Text passage:
# Fun with fancy slicing

David Eppstein
 10-02-2003
In article <3f7bf423$0$20654$
Damien Wyart wrote:

* David Eppstein in comp.lang.python:
> > Of course we know that nonrandom quicksort pivoting can be quadratic
> > anyway (e.g. on sorted input) but this to my mind is worse because
> > randomization doesn't make it any better. The fact that some textbooks
> > (e.g. CLRS!) make this mistake doesn't excuse it either.

>
> Could you explain in more detail the error made in CLRS on this topic
> (with a reference if possible) ? I did not precisely catch your
> explanation here.
>
> Thanks in advance,

CLRS' partition routine ends up partitioning an n-item array into the
items <= the pivot, the pivot itself, and the items > the pivot.
If the items are all equal, that means that the first part gets n-1
items and the last part gets nothing, regardless of which item you
select as pivot. If you analyze the algorithm on this input, you get
the recurrence T(n)=O(n)+T(n-1)+T(0) which solves to O(n^2).

Throughout most of the quicksort chapter, CLRS at least include
exercises mentioning the case of all equal inputs, asking what happens
for those inputs, and in one exercise suggesting a partition routine
that might partition those inputs more equally (but who knows what it
should do when merely most of the inputs are equal...) However in the
randomized quicksort section they ignored this complication and seemed
to be claiming that their randomized quicksort has O(n log n) expected
time, unconditionally.

This problem was finally corrected in the fourth printing of the second
edition; see the errata at
<http://www.cs.dartmouth.edu/~thc/clrs-2e-bugs/bugs.php>
for more details.

David Eppstein http://www.ics.uci.edu/~eppstein/
Univ. of California, Irvine, School of Information & Computer Science

 10-03-2003
Greg Ewing (using news.cis.dfn.de) wrote:
> Alex Martelli wrote:
>
>> How sweet it would be to be able to unpack by coding:
>> head, *tail = alist

>
>
> Indeed! I came across another use case for this
> recently, as well. I was trying to parse some
> command strings of the form
>
> command arg arg ...

Source records:
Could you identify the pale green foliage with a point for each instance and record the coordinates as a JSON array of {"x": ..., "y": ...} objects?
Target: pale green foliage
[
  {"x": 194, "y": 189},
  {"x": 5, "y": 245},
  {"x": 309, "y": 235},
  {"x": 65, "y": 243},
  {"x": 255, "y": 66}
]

Request 1: Summarize the quicksort thread in two sentences.
Request 2: Rewrite the part of the quicksort thread from "Throughout most of" to "for more details.", substituting "arrays" for "inputs".
The lines have nothing to do with the quicksort thread.

Task response 1: In the quicksort thread, David Eppstein explains that the CLRS partition routine splits an array into the items less than or equal to the pivot, the pivot itself, and the items greater than the pivot, so an array of all equal items leads to a recurrence that solves to O(n^2) no matter which pivot is chosen. He adds that the randomized quicksort section seemed to claim O(n log n) expected time unconditionally, and that this problem was corrected in the fourth printing of the second edition.

Task response 2:
Throughout most of the quicksort chapter, CLRS at least include
exercises mentioning the case of all equal arrays, asking what happens
for those arrays, and in one exercise suggesting a partition routine
that might partition those arrays more equally (but who knows what it
should do when merely most of the arrays are equal...) However in the
randomized quicksort section they ignored this complication and seemed
to be claiming that their randomized quicksort has O(n log n) expected
time, unconditionally.

This problem was finally corrected in the fourth printing of the second
edition; see the errata at
<http://www.cs.dartmouth.edu/~thc/clrs-2e-bugs/bugs.php>
for more details.